• _WORK TO BE COMPLETED_
Arrange all of the rows below as a numbered list, omitting blank lines and leaving out the pictures.

— START —

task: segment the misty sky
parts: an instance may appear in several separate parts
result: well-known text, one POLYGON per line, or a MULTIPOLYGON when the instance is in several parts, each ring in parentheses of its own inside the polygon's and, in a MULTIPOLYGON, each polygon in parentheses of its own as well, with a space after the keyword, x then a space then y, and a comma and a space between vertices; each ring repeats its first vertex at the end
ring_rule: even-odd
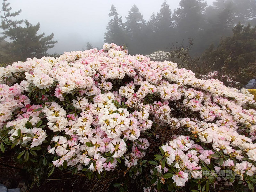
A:
MULTIPOLYGON (((212 5, 214 0, 208 0, 212 5)), ((27 19, 32 24, 40 23, 40 32, 54 33, 58 42, 48 52, 60 54, 64 51, 82 50, 89 41, 100 47, 104 41, 111 4, 122 16, 123 22, 133 5, 136 4, 147 21, 152 13, 156 13, 163 0, 9 0, 12 11, 22 10, 16 19, 27 19)), ((180 0, 167 0, 172 11, 179 6, 180 0)))

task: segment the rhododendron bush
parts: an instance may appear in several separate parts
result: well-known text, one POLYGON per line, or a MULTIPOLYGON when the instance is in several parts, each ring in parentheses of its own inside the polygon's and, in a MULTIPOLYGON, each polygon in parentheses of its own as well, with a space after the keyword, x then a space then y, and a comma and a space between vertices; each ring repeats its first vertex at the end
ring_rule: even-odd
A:
POLYGON ((116 172, 144 191, 255 184, 256 110, 246 89, 113 44, 28 59, 0 76, 1 150, 47 165, 49 176, 116 172))

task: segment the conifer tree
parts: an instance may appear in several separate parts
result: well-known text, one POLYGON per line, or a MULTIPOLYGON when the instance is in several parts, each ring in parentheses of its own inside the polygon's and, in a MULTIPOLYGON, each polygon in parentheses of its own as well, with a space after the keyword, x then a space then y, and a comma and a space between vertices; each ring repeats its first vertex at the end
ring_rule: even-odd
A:
POLYGON ((124 24, 122 21, 122 17, 119 17, 119 14, 116 7, 111 6, 110 13, 108 16, 112 17, 107 26, 107 33, 105 33, 104 42, 108 43, 114 43, 117 44, 122 45, 125 41, 124 38, 124 24))
POLYGON ((12 7, 7 0, 2 4, 0 28, 2 29, 2 41, 6 40, 0 48, 3 61, 9 62, 19 60, 24 61, 28 57, 40 58, 47 56, 47 52, 53 47, 57 41, 53 41, 54 35, 45 36, 44 33, 37 34, 40 28, 38 23, 33 25, 27 20, 13 20, 20 14, 21 10, 11 12, 12 7))
POLYGON ((124 24, 127 45, 129 52, 132 54, 143 53, 146 21, 140 12, 139 8, 134 5, 129 12, 124 24))

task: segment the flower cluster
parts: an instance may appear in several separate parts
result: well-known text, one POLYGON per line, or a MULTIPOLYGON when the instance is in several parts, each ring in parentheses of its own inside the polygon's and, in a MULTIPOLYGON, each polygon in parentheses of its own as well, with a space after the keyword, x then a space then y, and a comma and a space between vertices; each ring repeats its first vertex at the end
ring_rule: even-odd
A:
POLYGON ((167 127, 183 135, 173 135, 155 157, 151 183, 158 188, 171 178, 175 187, 204 179, 207 166, 242 180, 255 175, 256 110, 247 90, 132 56, 114 44, 103 47, 1 68, 0 129, 9 138, 1 144, 26 149, 19 157, 26 152, 28 160, 29 149, 37 156, 33 150, 44 142, 55 155, 50 166, 100 174, 145 163, 149 138, 167 127))

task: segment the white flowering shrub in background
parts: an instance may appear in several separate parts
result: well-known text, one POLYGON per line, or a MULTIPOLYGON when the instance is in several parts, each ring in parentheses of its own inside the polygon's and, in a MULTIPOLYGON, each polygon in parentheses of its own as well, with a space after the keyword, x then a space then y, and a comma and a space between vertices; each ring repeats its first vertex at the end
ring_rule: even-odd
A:
POLYGON ((170 59, 170 53, 169 52, 157 51, 152 54, 146 55, 147 57, 149 57, 151 60, 157 61, 163 61, 169 60, 170 59))
POLYGON ((256 110, 246 89, 113 44, 0 68, 1 151, 48 165, 48 176, 116 172, 144 191, 255 184, 256 110))

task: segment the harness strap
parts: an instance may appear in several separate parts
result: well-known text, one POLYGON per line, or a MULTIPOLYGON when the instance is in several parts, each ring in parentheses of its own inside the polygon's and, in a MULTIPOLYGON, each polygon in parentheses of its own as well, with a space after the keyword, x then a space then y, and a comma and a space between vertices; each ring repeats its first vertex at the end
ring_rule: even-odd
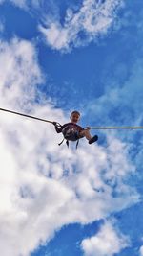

— END —

• _TASK SOLUTION_
1. task: segment the misty sky
2. parts: an instance may appear in several separate parts
3. result: well-known text, one POLYGON per line, or a MULTIPOLYGON when the instance is in several parts, each ring in parentheses of its own inside the polygon's and, in a MULTIPOLYGON, each polygon in parentheses of its own as well, with a space after the keyword, x then a space then y, and a comma and a space between vertices; each ring repeats its first vertex at the end
4. ring_rule: even-odd
5. A:
6. MULTIPOLYGON (((212 5, 214 0, 208 0, 212 5)), ((27 19, 32 24, 40 23, 40 32, 54 33, 58 42, 48 52, 60 54, 64 51, 82 50, 89 41, 100 47, 104 41, 111 4, 122 16, 123 22, 133 5, 136 4, 147 21, 152 13, 156 13, 163 0, 9 0, 12 11, 22 10, 16 19, 27 19)), ((180 0, 167 0, 172 11, 179 6, 180 0)))
7. task: segment the rhododendron bush
8. parts: an instance may appear in several separate parts
9. result: well-known text, one POLYGON per line, or a MULTIPOLYGON when the instance is in several parts, each ring in parentheses of its own inside the polygon's and, in a MULTIPOLYGON, each polygon in parentheses of its own as well, with a space after the keyword, x then a space then y, and a comma and a space between vertices; each ring repeats its first vertex at the end
10. ring_rule: even-odd
11. A:
12. POLYGON ((116 172, 144 191, 255 184, 256 110, 246 89, 113 44, 28 59, 0 76, 1 150, 47 165, 49 176, 116 172))
13. task: segment the conifer tree
14. parts: an instance may appear in several separate parts
15. result: well-known text, one POLYGON per line, or a MULTIPOLYGON when the instance is in several parts, each ring in parentheses of its own inside the polygon's and, in a MULTIPOLYGON, each polygon in parentheses of its own as well, with a space after the keyword, x then a space then y, and a comma and a space between vertices; each ring repeats its first vertex at the end
16. ring_rule: even-odd
17. A:
18. POLYGON ((124 24, 122 21, 122 17, 119 17, 119 14, 116 7, 111 6, 110 13, 108 16, 112 17, 107 26, 107 33, 105 33, 104 42, 108 43, 114 43, 117 44, 122 45, 125 41, 124 38, 124 24))
19. POLYGON ((12 7, 7 0, 2 4, 0 28, 2 29, 2 41, 6 40, 0 48, 3 61, 9 62, 19 60, 24 61, 28 57, 40 58, 47 56, 47 52, 53 47, 57 41, 53 41, 54 35, 45 36, 44 33, 37 34, 40 28, 38 23, 33 25, 27 20, 13 20, 20 14, 21 10, 11 12, 12 7))
20. POLYGON ((124 24, 127 45, 129 52, 132 54, 143 53, 146 21, 140 12, 139 8, 134 5, 129 12, 124 24))
21. task: segment the flower cluster
22. parts: an instance may appear in several separate parts
23. result: well-known text, one POLYGON per line, or a MULTIPOLYGON when the instance is in several parts, each ring in parentheses of its own inside the polygon's and, in a MULTIPOLYGON, each polygon in parentheses of its own as well, with a space after the keyword, x then a space then y, and a comma and a space between vertices; each ring repeats its first vertex at the end
24. ring_rule: even-odd
25. A:
26. POLYGON ((167 127, 183 135, 173 135, 155 157, 151 183, 158 188, 171 178, 175 187, 204 179, 207 166, 242 180, 255 175, 256 110, 247 90, 132 56, 114 44, 103 47, 1 68, 0 129, 9 138, 1 144, 26 149, 19 157, 26 152, 28 160, 29 149, 37 156, 33 150, 44 142, 55 155, 50 166, 100 174, 145 163, 149 138, 167 127))
27. task: segment the white flowering shrub in background
28. parts: an instance may appear in several separate parts
29. result: well-known text, one POLYGON per line, or a MULTIPOLYGON when the instance is in several parts, each ring in parentheses of its own inside the polygon's and, in a MULTIPOLYGON, each polygon in parentheses of its own as well, with a space after the keyword, x then a space then y, and a comma and a space between vertices; each ring repeats its first vertex at the end
30. ring_rule: even-odd
31. A:
32. POLYGON ((170 59, 170 53, 169 52, 157 51, 152 54, 146 55, 147 57, 149 57, 151 60, 157 61, 163 61, 169 60, 170 59))
33. POLYGON ((256 110, 246 89, 113 44, 0 68, 1 151, 48 165, 48 176, 116 172, 144 191, 255 184, 256 110))
34. task: segment the harness strap
35. parts: an instance may appear in several separate parts
36. result: well-known text, one POLYGON per line, or a MULTIPOLYGON when the instance is in several parts, each ring in parentheses of its own inside the polygon's and, in a MULTIPOLYGON, each polygon in parentheses of its own as well, with a space after the keyword, x then a space then y, and a comma and a space between vertices; each ring repeats its first vertex at the end
37. ring_rule: even-odd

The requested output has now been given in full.